───── LISTED ENTRIES

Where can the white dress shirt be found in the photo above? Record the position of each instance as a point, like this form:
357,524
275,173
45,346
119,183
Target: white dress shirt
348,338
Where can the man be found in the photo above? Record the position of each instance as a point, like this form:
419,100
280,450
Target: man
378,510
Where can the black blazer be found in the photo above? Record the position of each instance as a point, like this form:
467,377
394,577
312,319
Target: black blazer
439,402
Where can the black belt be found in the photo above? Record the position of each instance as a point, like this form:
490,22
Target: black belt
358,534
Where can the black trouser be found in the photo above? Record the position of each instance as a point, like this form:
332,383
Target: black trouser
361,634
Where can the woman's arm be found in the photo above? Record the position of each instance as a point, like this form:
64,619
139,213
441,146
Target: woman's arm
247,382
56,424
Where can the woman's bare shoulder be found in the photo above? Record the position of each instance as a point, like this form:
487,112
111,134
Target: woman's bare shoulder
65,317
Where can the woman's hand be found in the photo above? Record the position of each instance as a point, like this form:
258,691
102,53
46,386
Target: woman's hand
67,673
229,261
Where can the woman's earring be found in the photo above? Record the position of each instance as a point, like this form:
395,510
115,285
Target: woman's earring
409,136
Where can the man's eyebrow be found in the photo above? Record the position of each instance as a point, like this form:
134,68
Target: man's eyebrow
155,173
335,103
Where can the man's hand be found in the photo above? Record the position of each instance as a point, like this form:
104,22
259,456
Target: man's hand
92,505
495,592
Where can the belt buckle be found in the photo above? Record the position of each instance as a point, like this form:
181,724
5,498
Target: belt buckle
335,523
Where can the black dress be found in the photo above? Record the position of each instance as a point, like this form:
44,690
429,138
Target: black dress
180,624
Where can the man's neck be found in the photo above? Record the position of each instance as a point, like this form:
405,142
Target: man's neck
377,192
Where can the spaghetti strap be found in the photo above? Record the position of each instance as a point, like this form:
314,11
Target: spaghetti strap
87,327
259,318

──────────

### GOAL OF THE EXERCISE
Nothing but the lines from the one with "Target: woman's earring" through the final line of the data belongs in the answer, and they must match exactly.

### ANSWER
Target: woman's earring
409,136
Where can the man's eyebrow be found in the photo above? Record the position of each instance as a point, like this form:
134,68
Target: man's eyebrow
155,173
335,103
Where can the man's hand be found in the photo above? Record the position of each instance as a point, like this form:
104,22
259,456
Target: man's hand
92,505
495,592
Where can the belt buckle be found in the photo above? Record the position of each instance as a point, like this form:
181,724
5,498
Target: belt buckle
335,523
Where can the black dress be found in the photo above? Record the position of each instance as a point, like this form:
44,690
429,138
Target: black dress
180,624
Where can the man's neck be found in the photo above? Record the position of each instance as a point, like this form:
405,142
Target: man's neck
377,192
Where can the spaghetti strap be found in the photo above? Record the position of each instance as a point, like this form:
314,11
Target: spaghetti strap
87,327
259,318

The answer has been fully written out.